(Collected data entries)

○ ○ ○ ○ ○

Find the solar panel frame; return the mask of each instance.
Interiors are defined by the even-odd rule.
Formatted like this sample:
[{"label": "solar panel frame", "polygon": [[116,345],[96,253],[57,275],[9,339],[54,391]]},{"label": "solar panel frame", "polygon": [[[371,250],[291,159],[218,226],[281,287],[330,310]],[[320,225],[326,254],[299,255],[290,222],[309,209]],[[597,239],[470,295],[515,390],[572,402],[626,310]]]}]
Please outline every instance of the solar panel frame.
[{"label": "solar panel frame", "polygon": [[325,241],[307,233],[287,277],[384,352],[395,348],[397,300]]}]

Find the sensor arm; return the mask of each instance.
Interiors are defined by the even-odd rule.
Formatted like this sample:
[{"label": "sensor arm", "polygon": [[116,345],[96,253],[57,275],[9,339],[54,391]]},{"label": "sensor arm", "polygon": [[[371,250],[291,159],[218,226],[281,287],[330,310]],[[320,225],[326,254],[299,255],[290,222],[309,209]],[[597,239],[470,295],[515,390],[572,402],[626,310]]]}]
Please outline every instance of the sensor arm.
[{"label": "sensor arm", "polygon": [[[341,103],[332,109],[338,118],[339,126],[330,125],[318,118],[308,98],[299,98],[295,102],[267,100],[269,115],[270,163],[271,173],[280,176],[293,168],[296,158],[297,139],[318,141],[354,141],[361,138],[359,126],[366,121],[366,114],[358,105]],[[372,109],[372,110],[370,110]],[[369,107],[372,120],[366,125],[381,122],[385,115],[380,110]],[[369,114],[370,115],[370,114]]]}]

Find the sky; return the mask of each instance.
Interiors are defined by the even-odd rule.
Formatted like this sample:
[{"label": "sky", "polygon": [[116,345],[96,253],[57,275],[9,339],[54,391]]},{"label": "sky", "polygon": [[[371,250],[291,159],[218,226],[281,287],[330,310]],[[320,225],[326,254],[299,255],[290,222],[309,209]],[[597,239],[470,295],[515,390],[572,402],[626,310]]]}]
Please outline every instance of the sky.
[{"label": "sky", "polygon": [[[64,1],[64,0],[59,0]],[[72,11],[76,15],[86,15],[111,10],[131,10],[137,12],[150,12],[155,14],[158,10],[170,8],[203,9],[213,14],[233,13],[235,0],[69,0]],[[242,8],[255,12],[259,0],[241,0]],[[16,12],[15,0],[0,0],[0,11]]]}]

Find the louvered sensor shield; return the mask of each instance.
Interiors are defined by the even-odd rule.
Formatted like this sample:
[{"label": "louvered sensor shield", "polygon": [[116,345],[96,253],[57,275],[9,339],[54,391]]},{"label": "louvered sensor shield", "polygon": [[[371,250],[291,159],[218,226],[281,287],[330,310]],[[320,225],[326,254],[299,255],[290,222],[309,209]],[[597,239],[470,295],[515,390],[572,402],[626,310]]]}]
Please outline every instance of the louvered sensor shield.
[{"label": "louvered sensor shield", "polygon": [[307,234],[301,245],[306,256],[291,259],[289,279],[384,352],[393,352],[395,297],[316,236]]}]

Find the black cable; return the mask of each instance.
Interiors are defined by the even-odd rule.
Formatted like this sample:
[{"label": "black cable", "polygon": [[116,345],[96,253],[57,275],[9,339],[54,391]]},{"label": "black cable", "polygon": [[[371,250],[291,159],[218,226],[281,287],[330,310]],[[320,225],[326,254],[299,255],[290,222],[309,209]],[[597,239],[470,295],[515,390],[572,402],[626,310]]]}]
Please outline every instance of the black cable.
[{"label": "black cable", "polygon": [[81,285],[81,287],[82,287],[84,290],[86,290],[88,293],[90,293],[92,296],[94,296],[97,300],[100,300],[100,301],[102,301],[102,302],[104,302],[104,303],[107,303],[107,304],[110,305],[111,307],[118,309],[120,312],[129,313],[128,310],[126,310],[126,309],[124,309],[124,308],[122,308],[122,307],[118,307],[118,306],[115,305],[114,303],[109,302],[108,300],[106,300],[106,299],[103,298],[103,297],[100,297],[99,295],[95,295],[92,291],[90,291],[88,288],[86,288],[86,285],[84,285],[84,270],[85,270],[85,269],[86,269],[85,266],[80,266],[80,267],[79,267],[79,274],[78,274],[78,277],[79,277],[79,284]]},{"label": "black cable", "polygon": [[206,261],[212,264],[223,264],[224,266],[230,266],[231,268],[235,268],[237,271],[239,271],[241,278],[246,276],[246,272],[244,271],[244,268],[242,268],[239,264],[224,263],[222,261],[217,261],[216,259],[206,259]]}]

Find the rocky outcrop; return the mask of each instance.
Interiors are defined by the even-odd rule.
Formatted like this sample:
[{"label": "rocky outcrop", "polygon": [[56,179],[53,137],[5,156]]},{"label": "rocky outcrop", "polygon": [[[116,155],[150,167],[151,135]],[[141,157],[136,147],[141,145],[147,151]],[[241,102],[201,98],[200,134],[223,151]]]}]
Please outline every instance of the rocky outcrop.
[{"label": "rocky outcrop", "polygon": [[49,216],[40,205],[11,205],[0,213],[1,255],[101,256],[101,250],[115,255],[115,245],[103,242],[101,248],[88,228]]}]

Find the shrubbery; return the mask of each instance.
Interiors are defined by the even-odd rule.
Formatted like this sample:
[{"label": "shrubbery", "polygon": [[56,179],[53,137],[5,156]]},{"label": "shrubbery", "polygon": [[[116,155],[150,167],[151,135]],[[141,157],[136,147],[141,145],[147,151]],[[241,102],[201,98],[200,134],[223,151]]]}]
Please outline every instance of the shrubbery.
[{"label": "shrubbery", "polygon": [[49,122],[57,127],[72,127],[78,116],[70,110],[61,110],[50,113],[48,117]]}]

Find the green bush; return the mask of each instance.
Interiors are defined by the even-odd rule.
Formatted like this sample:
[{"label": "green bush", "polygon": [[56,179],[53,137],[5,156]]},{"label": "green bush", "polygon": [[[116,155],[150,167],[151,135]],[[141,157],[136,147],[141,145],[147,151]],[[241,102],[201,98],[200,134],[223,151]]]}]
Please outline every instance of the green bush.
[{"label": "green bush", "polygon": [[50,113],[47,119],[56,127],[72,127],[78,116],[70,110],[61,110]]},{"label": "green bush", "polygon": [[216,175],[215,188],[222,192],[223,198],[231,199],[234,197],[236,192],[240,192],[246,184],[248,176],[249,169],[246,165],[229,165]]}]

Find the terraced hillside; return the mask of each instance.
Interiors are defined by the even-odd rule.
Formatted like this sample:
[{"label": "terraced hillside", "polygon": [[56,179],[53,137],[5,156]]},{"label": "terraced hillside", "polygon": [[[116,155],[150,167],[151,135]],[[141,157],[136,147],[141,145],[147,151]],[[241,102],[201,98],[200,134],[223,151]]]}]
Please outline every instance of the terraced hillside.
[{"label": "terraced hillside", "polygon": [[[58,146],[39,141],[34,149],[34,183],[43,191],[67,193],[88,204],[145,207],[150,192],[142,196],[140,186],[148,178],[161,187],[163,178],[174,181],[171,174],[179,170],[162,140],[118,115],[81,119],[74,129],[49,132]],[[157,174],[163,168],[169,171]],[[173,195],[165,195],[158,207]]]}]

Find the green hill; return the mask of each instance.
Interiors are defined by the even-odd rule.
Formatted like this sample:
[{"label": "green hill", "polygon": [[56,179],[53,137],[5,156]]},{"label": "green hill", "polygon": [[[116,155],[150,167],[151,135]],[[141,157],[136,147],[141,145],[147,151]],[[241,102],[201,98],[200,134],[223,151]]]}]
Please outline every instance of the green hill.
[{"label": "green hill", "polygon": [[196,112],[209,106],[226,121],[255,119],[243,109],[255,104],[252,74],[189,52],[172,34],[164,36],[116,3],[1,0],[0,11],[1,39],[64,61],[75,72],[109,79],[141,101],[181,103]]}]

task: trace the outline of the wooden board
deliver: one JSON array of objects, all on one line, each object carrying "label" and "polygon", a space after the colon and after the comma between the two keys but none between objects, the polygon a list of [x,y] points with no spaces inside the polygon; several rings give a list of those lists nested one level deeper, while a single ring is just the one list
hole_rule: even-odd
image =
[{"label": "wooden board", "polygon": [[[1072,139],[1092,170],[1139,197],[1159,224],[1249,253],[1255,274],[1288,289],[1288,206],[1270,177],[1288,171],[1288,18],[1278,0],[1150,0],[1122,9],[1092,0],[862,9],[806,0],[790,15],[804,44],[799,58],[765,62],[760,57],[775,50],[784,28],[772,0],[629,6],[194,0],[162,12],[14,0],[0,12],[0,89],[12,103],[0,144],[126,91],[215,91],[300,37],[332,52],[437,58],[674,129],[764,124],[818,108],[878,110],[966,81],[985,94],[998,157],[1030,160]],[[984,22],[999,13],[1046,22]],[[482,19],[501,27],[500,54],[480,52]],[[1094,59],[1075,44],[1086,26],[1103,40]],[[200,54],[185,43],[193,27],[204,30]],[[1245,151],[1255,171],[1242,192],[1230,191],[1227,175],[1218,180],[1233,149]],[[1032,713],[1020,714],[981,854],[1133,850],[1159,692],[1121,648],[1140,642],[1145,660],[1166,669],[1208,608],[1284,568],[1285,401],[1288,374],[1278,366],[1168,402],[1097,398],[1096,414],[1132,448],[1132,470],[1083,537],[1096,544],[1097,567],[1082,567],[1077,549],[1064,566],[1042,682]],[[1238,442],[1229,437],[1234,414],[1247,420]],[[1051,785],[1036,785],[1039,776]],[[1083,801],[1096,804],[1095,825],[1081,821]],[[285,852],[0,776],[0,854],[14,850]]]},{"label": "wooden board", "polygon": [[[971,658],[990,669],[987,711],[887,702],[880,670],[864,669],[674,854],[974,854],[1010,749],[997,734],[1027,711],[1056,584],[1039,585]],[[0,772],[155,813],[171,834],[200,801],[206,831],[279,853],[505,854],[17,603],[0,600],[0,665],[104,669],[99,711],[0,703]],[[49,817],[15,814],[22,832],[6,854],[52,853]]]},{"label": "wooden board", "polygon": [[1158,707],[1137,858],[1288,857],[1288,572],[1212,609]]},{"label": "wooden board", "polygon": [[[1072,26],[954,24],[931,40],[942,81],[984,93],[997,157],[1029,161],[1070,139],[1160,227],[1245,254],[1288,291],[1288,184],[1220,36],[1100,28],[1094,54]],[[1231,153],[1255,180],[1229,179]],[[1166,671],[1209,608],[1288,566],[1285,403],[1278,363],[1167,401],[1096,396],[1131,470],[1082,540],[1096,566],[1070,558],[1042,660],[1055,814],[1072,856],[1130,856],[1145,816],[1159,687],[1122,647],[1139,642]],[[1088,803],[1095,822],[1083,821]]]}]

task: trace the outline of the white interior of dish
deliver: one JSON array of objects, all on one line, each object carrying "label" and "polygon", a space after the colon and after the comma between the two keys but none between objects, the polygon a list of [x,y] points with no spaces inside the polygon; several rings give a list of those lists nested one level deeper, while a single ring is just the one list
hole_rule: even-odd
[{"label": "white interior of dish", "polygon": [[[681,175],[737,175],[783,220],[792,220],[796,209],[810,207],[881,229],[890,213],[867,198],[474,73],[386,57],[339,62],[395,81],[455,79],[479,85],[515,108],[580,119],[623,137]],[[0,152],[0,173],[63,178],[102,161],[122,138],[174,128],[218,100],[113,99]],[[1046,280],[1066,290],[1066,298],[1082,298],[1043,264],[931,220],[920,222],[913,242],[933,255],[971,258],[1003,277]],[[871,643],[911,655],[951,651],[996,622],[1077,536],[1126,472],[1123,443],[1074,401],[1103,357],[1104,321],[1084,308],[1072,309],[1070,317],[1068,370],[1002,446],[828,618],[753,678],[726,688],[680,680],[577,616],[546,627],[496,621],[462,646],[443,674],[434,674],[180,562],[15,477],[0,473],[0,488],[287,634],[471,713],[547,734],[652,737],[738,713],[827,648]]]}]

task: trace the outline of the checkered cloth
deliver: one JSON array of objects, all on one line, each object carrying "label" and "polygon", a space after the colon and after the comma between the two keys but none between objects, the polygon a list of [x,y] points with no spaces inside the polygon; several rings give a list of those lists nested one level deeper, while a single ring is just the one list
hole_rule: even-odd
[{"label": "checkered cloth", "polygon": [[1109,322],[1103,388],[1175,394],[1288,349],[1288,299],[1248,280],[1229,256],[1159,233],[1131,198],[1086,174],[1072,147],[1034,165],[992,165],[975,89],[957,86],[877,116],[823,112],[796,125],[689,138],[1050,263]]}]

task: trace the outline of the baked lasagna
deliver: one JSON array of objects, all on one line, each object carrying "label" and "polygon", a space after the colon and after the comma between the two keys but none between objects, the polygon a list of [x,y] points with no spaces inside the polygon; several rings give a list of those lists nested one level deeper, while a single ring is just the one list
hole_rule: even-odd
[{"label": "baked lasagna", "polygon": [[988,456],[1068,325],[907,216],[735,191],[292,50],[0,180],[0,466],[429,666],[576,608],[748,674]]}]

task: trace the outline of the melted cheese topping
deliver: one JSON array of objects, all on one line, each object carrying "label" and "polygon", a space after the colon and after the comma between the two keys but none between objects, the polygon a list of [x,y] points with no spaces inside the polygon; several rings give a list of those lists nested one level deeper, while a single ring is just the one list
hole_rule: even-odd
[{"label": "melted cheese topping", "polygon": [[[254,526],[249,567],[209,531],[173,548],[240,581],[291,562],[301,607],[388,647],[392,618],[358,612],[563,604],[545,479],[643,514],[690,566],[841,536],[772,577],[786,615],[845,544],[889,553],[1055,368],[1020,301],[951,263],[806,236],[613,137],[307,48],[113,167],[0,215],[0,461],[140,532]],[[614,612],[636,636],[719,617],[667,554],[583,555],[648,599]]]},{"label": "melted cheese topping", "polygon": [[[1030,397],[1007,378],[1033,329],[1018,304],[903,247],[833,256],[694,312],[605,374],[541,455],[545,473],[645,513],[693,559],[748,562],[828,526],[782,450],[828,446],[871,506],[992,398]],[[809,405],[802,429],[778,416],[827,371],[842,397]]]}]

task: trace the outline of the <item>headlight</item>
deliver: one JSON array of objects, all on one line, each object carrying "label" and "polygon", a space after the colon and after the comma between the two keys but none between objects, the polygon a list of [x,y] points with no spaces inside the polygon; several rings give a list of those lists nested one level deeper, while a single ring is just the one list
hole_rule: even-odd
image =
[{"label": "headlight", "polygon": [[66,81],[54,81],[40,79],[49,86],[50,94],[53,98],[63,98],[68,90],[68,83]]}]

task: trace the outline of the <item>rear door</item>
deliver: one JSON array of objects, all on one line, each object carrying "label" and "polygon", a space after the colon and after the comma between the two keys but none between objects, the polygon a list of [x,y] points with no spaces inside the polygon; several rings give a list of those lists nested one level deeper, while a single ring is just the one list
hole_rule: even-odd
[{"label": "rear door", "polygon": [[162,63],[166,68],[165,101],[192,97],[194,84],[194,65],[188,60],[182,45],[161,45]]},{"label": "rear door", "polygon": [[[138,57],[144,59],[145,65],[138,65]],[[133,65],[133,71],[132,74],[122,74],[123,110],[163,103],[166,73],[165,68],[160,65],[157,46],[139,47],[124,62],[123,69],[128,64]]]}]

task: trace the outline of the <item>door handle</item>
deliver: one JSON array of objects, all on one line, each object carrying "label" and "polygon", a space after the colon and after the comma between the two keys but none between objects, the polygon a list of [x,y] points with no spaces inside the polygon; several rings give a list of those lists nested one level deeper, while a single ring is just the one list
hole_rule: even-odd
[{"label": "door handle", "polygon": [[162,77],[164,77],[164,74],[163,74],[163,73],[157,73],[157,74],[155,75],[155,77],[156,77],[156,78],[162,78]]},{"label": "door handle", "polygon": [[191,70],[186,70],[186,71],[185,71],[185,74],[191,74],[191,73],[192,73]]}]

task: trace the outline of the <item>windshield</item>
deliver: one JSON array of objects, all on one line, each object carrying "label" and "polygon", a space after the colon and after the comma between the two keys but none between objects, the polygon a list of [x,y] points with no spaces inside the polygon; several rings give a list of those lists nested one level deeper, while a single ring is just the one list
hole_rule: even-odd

○ ○ ○ ○ ○

Output the line that contains "task: trace the outline of the <item>windshield</item>", followed by every later line in the listing, with no line omitted and none added.

task: trace the outline of the <item>windshield</item>
deliver: one JSON array of objects, all on one line, each object carrying "label" and "polygon", a space after the colon and after the comma between the two keys but none between objects, the polygon a list of [x,y] points with no spaces inside the polygon; several rings give a list of those lists nested one level deeper, while a single ring is just the one list
hole_rule: even-odd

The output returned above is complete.